* **Task requirements**: From the article on sodium reduction, extract the passage between "FDA’s approach comprises" and "a recent study.", inclusive.

* **Text**:
>>>>

The Food and Drug Administration (FDA) is encouraging food manufacturers and restaurants to reduce sodium in their products.
FDA’s approach comprises short-term and long-term targets. Because people has adopted non-healthy food consumption, reduction in sodium intake might become a challenging goal for everyone to accomplish, according to a recent study.
Even if individual food producers claim to have reduced sodium in certain foods, processed foodstuffs contain high quantities of salt. As well as those ‘prep’ foods served in restaurants. It might be due to the pressure on people’s agenda, but it is not a secret that everyday people prefer eating outside or buying prepared foods. The issue remains, as people have no longer the control of what they eat because there is another person in charge. Sodium consumption has lately increased, resulting in adverse effects on our health.
According to statistics released by the FDA, Americans consume about 3,400 milligrams (mg) of sodium per day. Federal guidelines have recommended a 2,300 mg limit, yet the average U.S. citizen consumes at least twice that amount. What’s more, American children also exceed the salt consumption limit. Those aged between 6 and ten consomme 2,900 mg of sodium per day and those aged between 14 and 18 consume even more salt than adults, 3,700 mg per day.
Given those numbers, FDA has proposed two-year (short term) and 10-year (long term) voluntary goals with the aim of encouraging food industries to reduce sodium in most of the products they make. The FDA is addressing this draft guidance to a more malleable community. They were recommending sodium reduction in food makers and not directly in society.
It has been proved that low consumption of sodium can diminish strokes, heart conditions and cardiovascular diseases.
As it was stated before, too much sodium represent a risk for high blood pressure.
— American Heart Assoc (@American_Heart) June 1, 2016
Nothing in abundance
Most of the sodium intake in our daily diet comes from salt, and the amounts of salt put in our meals are provided by industries production or by the chef that prepares for our dishes.

<<<<

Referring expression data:

>>>>

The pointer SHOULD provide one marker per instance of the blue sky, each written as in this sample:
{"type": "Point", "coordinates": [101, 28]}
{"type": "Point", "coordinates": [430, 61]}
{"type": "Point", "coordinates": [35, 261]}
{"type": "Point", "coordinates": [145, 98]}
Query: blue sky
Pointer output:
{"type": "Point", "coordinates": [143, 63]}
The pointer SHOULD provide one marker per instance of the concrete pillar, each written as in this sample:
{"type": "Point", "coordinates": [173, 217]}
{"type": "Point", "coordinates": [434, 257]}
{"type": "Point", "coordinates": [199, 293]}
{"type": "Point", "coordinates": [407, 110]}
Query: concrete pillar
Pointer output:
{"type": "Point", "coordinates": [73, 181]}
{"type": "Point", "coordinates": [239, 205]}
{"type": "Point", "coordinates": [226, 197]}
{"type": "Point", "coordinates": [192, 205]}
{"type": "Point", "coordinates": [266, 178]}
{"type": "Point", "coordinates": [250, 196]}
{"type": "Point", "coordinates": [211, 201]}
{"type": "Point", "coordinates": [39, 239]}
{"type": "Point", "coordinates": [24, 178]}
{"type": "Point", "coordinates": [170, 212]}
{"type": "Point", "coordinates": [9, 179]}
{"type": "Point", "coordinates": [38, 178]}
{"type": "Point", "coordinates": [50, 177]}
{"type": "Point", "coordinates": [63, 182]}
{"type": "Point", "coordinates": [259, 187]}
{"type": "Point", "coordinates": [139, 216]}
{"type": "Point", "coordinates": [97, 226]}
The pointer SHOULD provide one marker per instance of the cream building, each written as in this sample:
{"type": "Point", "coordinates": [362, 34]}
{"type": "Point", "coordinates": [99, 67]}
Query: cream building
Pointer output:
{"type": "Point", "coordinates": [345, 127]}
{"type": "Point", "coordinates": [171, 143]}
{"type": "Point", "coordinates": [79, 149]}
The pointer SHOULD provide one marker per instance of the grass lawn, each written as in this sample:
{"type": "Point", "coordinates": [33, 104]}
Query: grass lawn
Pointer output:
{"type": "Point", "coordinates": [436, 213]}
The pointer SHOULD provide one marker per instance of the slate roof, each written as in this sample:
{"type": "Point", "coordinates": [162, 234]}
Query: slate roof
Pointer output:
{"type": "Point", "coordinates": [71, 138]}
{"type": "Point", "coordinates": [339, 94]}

<<<<

* **Solved problem**:
FDA’s approach comprises short-term and long-term targets. Because people has adopted non-healthy food consumption, reduction in sodium intake might become a challenging goal for everyone to accomplish, according to a recent study.